> [EXCERPTED PASSAGE]:
>>>>>

Retries handle failures after they happen. A smarter move is to avoid the 429 entirely by pacing your own requests below the provider’s ceiling. A token bucket is the standard tool: tokens refill at a fixed rate, each request consumes one, and when the bucket is empty callers wait. If you want the theory behind these algorithms, see our breakdown of token bucket, leaky bucket, and fixed window strategies.

For LLM APIs, you often need two buckets — one for requests and one for tokens — because both limits apply. Here is an async limiter that gates on both:

import asyncio
import time

class DualRateLimiter:
    """Throttle by both requests-per-minute and tokens-per-minute."""

    def __init__(self, rpm: int, tpm: int):
        self.rpm = rpm
        self.tpm = tpm
        self._req_tokens = float(rpm)
        self._tok_tokens = float(tpm)
        self._updated = time.monotonic()
        self._lock = asyncio.Lock()

    async def acquire(self, estimated_tokens: int):
        """Block until both request and token budgets allow the call."""
        while True:
            async with self._lock:
                self._refill()
                if self._req_tokens >= 1 and self._tok_tokens >= estimated_tokens:
                    self._req_tokens -= 1
                    self._tok_tokens -= estimated_tokens
                    return
                wait = self._time_until_ready(estimated_tokens)
            await asyncio.sleep(wait)

    def _refill(self):
        now = time.monotonic()
        elapsed = now - self._updated
        self._req_tokens = min(self.rpm, self._req_tokens + elapsed * self.rpm / 60)
        self._tok_tokens = min(self.tpm, self._tok_tokens + elapsed * self.tpm / 60)

<<<<<

> [EXTRACTED DATA]:
>>>>>

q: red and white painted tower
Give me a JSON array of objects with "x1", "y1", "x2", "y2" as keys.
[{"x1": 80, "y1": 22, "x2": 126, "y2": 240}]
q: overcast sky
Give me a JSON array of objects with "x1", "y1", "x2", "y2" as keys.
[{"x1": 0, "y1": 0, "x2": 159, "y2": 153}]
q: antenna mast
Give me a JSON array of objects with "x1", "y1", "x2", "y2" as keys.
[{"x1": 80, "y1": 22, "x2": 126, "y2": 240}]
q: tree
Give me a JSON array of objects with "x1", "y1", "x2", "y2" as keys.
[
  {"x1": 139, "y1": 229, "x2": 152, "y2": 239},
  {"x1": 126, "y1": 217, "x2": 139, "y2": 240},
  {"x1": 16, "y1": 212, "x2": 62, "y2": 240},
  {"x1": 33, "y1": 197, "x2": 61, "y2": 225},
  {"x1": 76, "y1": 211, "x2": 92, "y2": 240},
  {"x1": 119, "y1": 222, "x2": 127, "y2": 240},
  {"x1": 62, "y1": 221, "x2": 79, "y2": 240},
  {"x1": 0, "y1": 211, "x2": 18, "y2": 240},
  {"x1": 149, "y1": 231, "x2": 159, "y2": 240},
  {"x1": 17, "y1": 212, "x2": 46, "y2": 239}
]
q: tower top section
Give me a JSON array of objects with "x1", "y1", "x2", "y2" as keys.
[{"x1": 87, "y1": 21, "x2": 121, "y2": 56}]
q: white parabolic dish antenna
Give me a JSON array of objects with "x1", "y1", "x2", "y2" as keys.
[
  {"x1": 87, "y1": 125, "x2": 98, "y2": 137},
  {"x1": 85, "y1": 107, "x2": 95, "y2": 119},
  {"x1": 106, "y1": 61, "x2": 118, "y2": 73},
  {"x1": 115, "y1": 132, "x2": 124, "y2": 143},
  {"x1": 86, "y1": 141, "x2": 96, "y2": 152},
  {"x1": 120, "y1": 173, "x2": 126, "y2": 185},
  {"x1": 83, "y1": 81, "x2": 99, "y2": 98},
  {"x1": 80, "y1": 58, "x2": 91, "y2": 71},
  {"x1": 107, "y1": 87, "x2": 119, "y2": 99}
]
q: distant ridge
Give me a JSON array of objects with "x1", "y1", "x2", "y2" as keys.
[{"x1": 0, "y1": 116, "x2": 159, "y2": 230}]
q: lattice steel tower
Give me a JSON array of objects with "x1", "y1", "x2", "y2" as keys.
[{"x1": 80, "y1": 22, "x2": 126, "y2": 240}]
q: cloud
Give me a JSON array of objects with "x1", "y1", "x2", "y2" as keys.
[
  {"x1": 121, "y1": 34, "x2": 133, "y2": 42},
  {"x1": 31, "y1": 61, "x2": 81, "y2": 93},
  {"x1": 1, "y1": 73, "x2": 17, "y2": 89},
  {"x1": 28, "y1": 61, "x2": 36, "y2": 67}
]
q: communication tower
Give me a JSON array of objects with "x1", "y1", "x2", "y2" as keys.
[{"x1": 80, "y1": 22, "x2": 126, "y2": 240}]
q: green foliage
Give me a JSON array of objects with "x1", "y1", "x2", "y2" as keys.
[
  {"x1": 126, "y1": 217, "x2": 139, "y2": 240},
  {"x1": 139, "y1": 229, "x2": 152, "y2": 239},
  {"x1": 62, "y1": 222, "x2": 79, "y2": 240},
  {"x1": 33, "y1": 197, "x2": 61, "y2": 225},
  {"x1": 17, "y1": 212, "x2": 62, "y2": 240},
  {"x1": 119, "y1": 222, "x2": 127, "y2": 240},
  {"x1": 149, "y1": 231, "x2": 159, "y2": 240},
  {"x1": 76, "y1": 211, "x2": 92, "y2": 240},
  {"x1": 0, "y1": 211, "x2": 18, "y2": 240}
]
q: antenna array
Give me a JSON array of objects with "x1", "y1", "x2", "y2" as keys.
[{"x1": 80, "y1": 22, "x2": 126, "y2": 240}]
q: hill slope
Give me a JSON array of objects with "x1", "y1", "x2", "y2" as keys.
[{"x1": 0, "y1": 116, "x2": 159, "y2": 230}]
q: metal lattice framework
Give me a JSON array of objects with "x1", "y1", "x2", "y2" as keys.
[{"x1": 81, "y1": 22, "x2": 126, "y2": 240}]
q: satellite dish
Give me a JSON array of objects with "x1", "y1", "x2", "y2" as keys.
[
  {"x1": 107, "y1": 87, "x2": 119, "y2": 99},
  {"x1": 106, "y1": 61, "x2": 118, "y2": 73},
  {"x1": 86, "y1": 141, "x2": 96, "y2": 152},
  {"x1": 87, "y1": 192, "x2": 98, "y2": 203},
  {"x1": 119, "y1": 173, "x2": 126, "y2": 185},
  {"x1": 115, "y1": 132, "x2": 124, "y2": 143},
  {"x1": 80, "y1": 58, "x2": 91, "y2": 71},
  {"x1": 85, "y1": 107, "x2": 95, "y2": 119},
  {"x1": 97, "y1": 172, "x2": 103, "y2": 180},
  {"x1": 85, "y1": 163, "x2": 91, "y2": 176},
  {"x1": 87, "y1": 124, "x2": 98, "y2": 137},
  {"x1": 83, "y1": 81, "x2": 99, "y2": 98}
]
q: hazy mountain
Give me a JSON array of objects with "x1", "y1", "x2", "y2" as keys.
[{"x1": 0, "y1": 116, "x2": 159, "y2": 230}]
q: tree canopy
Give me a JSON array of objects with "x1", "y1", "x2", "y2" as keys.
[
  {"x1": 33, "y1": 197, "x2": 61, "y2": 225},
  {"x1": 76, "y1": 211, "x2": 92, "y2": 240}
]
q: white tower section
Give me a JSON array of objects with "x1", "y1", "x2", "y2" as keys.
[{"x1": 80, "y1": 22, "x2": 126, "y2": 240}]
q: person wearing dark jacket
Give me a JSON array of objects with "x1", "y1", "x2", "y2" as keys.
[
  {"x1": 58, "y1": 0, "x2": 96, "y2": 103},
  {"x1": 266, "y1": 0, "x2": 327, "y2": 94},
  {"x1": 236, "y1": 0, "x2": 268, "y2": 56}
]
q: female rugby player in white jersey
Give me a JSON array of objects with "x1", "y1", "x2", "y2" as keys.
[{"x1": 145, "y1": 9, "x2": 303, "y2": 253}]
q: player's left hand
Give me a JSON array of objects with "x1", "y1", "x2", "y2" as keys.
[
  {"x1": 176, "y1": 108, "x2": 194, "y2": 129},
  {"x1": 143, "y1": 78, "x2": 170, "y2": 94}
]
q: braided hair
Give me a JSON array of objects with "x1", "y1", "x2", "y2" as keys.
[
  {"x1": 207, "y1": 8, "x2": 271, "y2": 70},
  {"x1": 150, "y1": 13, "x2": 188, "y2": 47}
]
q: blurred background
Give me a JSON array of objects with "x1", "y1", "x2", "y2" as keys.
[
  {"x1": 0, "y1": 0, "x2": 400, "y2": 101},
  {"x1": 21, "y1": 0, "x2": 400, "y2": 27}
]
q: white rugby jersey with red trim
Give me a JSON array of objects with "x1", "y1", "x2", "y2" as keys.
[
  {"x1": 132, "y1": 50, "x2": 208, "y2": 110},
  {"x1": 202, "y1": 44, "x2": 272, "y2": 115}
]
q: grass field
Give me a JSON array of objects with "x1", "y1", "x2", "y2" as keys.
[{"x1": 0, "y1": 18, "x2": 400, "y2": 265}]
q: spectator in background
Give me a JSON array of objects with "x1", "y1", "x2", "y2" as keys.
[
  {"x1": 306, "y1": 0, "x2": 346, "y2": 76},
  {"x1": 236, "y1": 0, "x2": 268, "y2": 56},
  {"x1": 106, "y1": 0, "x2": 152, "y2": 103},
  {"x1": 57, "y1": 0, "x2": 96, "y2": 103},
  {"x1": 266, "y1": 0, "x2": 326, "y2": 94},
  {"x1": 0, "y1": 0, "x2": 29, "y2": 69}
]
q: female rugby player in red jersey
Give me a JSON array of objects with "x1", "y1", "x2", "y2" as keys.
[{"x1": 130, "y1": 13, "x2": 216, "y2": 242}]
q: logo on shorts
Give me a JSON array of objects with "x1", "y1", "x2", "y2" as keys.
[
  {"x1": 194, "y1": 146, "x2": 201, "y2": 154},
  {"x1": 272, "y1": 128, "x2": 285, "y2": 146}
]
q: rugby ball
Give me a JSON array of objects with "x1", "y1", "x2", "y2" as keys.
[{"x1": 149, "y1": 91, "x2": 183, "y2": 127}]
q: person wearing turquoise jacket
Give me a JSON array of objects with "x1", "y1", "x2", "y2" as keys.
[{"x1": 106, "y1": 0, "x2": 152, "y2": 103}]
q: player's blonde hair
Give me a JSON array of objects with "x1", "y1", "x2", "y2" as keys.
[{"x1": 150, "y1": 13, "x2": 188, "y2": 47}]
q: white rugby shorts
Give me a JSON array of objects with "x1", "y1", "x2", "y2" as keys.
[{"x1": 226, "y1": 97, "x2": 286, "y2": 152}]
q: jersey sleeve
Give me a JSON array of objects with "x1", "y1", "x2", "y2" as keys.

<<<<<

> [PROBLEM A]:
In the rate-limiting passage, why do LLM APIs often need two buckets?
> [PROBLEM B]:
Say whether each statement agrees with the rate-limiting passage. Give yes or no and quote the deciding words.
(i) In a token bucket, each request uses up one token.
(ii) When the bucket is empty, callers' requests are dropped.
(iii) The limiter measures elapsed time with time.time().
> [PROBLEM C]:
Continue the rate-limiting passage from its last line.

> [FINAL ANSWER A]:
Both limits apply, so one bucket handles requests and one handles tokens.

> [FINAL ANSWER B]:
(i) Yes: "each request consumes one"
(ii) No: "when the bucket is empty callers wait"
(iii) No: "now = time.monotonic()"

> [FINAL ANSWER C]:
        self._updated = now

    def _time_until_ready(self, estimated_tokens):
        req_wait = max(0, (1 - self._req_tokens)) * 60 / self.rpm
        tok_wait = max(0, (estimated_tokens - self._tok_tokens)) * 60 / self.tpm
        return max(req_wait, tok_wait, 0.05)

Why this works: the limiter refills continuously based on elapsed time rather than resetting on a fixed schedule, so it smooths bursts instead of allowing a full quota every 60 seconds and then stalling. Because it checks the token budget too, a few large prompts cannot silently blow the TPM ceiling. You pass an estimate of the request’s token count, which you can get cheaply before the call — see our guide on token counting and budget management for accurate counts.

Using it looks like this:

limiter = DualRateLimiter(rpm=500, tpm=200_000)

async def guarded_call(messages, estimated_tokens):
    await limiter.acquire(estimated_tokens)
    return await async_client.chat.completions.create(
        model="gpt-4o-mini", messages=messages
    )

Set your limiter’s rpm and tpm slightly below the provider’s actual caps, leaving 10–20% headroom for estimation error and clock skew.

Circuit Breakers: Stop Hammering a Dead Service

Backoff assumes the service will recover soon. But when a provider is having a genuine outage, retrying — even politely — wastes time and can slow your own recovery, because every request holds a connection and a worker while it waits. A circuit breaker solves this by tracking failures and, once they cross a threshold, “opening” to reject calls instantly for a cooldown period. This pattern comes straight from microservices resilience; our post on circuit breakers and resilience patterns covers the broader theory.

import time

class CircuitBreaker:
    """Fail fast when an upstream is clearly down."""

    def __init__(self, failure_threshold=5, recovery_timeout=30.0):
        self.failure_threshold = failure_threshold
        self.recovery_timeout = recovery_timeout
        self._failures = 0
        self._opened_at = None

    def before_call(self):
        if self._opened_at is None:
            return
        if time.monotonic() - self._opened_at >= self.recovery_timeout:
            # Half-open: allow one trial request through.
            return
        raise RuntimeError("Circuit open: upstream LLM unavailable")

    def record_success(self):
        self._failures = 0
        self._opened_at = None

    def record_failure(self):
        self._failures += 1
        if self._failures >= self.failure_threshold:
            self._opened_at = time.monotonic()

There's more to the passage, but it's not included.